══ Data in this exercise ══

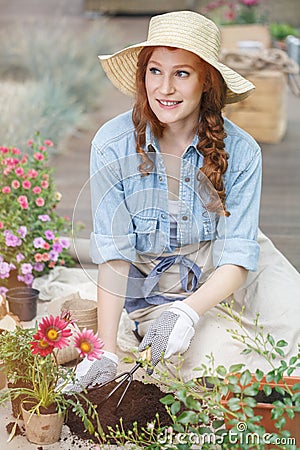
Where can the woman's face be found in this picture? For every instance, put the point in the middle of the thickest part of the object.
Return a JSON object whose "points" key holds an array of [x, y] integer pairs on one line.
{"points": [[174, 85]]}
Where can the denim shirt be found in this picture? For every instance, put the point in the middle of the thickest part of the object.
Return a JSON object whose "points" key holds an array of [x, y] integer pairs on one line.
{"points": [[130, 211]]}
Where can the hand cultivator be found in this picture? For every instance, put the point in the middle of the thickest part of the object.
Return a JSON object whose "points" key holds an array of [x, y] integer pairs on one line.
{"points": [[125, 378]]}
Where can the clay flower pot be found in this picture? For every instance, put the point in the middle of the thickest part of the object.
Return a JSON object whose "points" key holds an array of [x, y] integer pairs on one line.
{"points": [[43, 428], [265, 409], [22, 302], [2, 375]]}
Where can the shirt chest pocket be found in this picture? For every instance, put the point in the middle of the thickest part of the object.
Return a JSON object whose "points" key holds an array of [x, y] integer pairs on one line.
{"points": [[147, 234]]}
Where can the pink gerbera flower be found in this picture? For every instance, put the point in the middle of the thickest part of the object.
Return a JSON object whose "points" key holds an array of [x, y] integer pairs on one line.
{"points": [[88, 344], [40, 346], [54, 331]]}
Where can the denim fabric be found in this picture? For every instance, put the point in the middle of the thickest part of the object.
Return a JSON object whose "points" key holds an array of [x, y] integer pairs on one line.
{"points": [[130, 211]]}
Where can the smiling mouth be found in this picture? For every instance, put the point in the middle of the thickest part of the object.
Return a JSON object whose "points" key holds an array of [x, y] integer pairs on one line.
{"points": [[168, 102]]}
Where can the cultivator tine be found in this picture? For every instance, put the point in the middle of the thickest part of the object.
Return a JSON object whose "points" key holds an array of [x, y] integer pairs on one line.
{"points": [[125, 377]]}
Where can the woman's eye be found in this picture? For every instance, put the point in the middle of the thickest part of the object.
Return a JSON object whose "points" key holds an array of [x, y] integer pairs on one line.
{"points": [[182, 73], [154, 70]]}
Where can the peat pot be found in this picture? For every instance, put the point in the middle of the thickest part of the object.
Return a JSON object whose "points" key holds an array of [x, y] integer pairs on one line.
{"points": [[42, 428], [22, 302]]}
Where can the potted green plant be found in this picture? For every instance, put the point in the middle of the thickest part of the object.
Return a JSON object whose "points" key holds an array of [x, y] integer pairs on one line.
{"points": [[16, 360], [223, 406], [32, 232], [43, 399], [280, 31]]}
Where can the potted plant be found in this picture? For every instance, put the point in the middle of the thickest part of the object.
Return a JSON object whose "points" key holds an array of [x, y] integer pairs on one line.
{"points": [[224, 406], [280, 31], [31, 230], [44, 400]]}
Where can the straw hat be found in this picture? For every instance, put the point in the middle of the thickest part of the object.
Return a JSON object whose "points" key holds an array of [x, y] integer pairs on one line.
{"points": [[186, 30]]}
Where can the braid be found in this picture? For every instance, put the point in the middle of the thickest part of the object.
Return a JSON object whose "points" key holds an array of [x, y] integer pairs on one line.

═══

The entries above should be given again exactly, minus any pictures.

Where can the woman's face be found in this picture? For every instance, put the point in the middle of the thickest part of the object.
Return a JSON object whose "points" key holds an array of [x, y] integer pairs on one line.
{"points": [[174, 85]]}
Where can the denim shirt be found in this picture? For every instance, put the point in the middle of the thickest part of the object.
Return a JSON object whose "points" key holds an array of [x, y] integer pairs on one line.
{"points": [[130, 211]]}
Where can the hand cultivator be found in this picture? For every instance, put the point in the middle of the thickest part of the object.
Return a JSON object whose "points" key holds an array of [x, y] integer pairs on one line.
{"points": [[125, 378]]}
Where can the clay flower pot be found in this picture? For every instance, put the point in the middle of the thickest part of the object.
Return a JSON object whose "points" key holds an array of [x, y] integer pairs on one line.
{"points": [[43, 428], [265, 409], [22, 302], [2, 375]]}
Where can the shirt chest pocket be found in this picture? For every instance, put the point in the middle of the thickest part of the object.
Return a JSON object whose "points" key holds an array of [x, y] integer pairs on one line.
{"points": [[147, 234]]}
Where can the pink gerbera flower be found in this picture? For every instance, put the point in the middle of the thickest part of the object.
Return a JSON object whose "points" key holds an array of [x, y] integer pairs on one line.
{"points": [[88, 344], [40, 346], [54, 331]]}
Where can the denim fabric be found in this picture? For every instance, put the point in the middle of the thickest part of the object.
Return a JSON object whose "points" key holds an array of [x, y] integer pairs on one line.
{"points": [[130, 211]]}
Where can the smiling mouth be found in this picture? For every instance, put the point in the middle of the thickest part of the object.
Return a JSON object whose "points" key holds an array of [x, y] integer pairs on one line.
{"points": [[168, 102]]}
Where can the cultivator tine be found in this picture? For every instance, put the point in the middle of the thickest part of the object.
Return a JSON object whose "points" key holds an array of [x, y] integer pairs on one line.
{"points": [[125, 377]]}
Where can the woman's eye be found in this picture? For every instance, put the point in the middle of the thickest part of the object.
Return a JSON object whose "points" key holds an array of [x, y] integer pairs on one line.
{"points": [[182, 73], [154, 70]]}
Where can the peat pot be found in this picture? For every instance, put the point in the middle of the thickest part of the object.
Return a JSON object whose "points" key holds an array of [x, y] integer pairs on one line.
{"points": [[42, 428], [22, 302]]}
Where can the potted green plant be found in this picture? For every instance, put the point in the middle of the thickest part of the object.
Return a JSON object whose "points" key holds an array of [x, y] integer pairs on one line.
{"points": [[16, 360], [223, 406], [32, 232], [43, 399], [280, 31]]}
Where can the potted plant be found in this picture? For every instance, put the point in the middle of the thickest part of the object.
Return a JSON object whose "points" key holds an array of [x, y] integer pairs on one line.
{"points": [[224, 406], [280, 31], [31, 230], [44, 400]]}
Where can the straw hat be found in this picture? For every instance, put the point in the middle of the thickest part of the object.
Return a JSON object whose "points" key holds an array of [x, y] integer pairs on one line.
{"points": [[186, 30]]}
Where can the braid be found in this picture? For every instance, put the point in the middle of the thickest part of the object.
Return a JSON object whose "points" key holds an array of [x, y] integer pairs on one line.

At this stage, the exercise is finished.